→ **WHAT IS REQUIRED**
Print the listing once more, exactly as it stands.
#####
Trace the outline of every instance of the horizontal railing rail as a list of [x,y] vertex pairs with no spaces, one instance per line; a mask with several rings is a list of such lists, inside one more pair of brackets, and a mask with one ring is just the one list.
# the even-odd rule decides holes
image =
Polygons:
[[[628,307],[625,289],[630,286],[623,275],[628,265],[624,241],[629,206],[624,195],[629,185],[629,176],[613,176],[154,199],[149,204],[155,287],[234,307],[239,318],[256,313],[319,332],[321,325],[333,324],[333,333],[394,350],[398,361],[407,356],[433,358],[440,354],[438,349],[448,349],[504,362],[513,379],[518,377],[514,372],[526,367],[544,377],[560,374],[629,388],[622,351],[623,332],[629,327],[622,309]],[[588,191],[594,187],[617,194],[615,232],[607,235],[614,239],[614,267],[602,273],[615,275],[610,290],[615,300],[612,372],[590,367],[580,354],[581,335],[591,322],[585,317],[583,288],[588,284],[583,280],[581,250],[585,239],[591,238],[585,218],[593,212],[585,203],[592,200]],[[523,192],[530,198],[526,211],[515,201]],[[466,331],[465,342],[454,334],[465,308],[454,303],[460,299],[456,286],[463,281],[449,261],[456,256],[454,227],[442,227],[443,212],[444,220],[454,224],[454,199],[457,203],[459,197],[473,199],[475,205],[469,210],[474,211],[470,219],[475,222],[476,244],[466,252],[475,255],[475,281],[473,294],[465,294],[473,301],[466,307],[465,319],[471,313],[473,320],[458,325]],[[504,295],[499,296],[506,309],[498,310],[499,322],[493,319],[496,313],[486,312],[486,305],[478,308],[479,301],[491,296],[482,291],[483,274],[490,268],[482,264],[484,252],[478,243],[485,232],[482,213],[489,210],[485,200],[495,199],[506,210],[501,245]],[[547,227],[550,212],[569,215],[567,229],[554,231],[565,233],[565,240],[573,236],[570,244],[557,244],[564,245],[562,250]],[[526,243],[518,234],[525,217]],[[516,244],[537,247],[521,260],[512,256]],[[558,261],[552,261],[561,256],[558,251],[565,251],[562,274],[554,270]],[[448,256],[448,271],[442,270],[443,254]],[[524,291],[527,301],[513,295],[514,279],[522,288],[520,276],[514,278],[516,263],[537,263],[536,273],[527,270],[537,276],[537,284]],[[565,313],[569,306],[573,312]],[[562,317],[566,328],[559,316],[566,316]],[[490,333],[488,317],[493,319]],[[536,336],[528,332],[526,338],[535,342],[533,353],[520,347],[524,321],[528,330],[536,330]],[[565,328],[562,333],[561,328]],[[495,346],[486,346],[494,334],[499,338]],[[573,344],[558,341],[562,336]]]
#####
→ **EXPECTED OUTPUT**
Trace the outline of every instance of the horizontal railing rail as a list of [x,y] vertex pairs with no spaces, one instance per line; a mask with several rings is a list of such lists, inside one more pair of brackets, and a mask with one ring is just the one list.
# the even-odd rule decides holes
image =
Polygons:
[[[628,307],[625,289],[630,286],[623,275],[628,265],[624,241],[629,206],[624,195],[629,185],[629,176],[613,176],[154,199],[149,204],[155,287],[234,307],[239,318],[256,313],[319,332],[321,325],[333,324],[333,333],[394,350],[398,361],[407,356],[433,358],[440,354],[438,349],[448,349],[504,362],[513,379],[518,377],[514,372],[526,367],[544,377],[560,374],[629,388],[622,351],[623,332],[629,327],[622,309]],[[588,191],[594,187],[617,194],[615,232],[607,235],[614,239],[614,267],[602,273],[615,275],[610,290],[615,300],[612,372],[590,367],[580,354],[581,335],[591,322],[585,317],[583,288],[588,284],[583,280],[581,250],[585,239],[591,238],[585,218],[593,212],[585,203],[592,200]],[[523,192],[530,198],[526,211],[515,201]],[[466,331],[465,342],[454,334],[465,308],[454,303],[460,299],[456,286],[463,281],[449,261],[456,256],[454,227],[442,227],[443,212],[444,220],[454,224],[454,199],[457,203],[459,197],[473,199],[475,205],[469,210],[474,211],[470,219],[475,222],[476,244],[466,252],[475,255],[475,281],[473,294],[465,294],[473,301],[466,307],[465,319],[471,313],[473,320],[458,325]],[[504,295],[499,296],[506,309],[498,310],[499,322],[493,319],[496,313],[486,312],[486,305],[478,308],[479,301],[491,296],[482,291],[483,274],[490,268],[482,264],[484,252],[478,243],[485,232],[482,213],[489,210],[485,200],[495,199],[506,210],[501,245]],[[547,227],[550,212],[569,215],[567,229],[554,231],[565,233],[565,240],[573,236],[570,244],[557,244],[564,245],[562,250]],[[526,243],[518,234],[525,217]],[[516,244],[537,247],[521,260],[512,256]],[[558,261],[552,261],[561,256],[558,251],[565,251],[562,274],[554,270]],[[448,256],[448,271],[442,270],[443,254]],[[524,291],[527,301],[513,295],[514,279],[522,288],[520,276],[514,278],[516,263],[537,263],[536,273],[527,270],[537,276],[537,284]],[[565,313],[569,306],[573,312]],[[562,317],[566,328],[559,316],[566,316]],[[490,333],[488,317],[493,319]],[[536,336],[528,332],[526,338],[535,342],[533,353],[520,347],[524,321],[528,330],[536,330]],[[565,328],[562,333],[561,328]],[[495,346],[486,346],[494,334],[499,338]],[[573,344],[558,341],[562,336]]]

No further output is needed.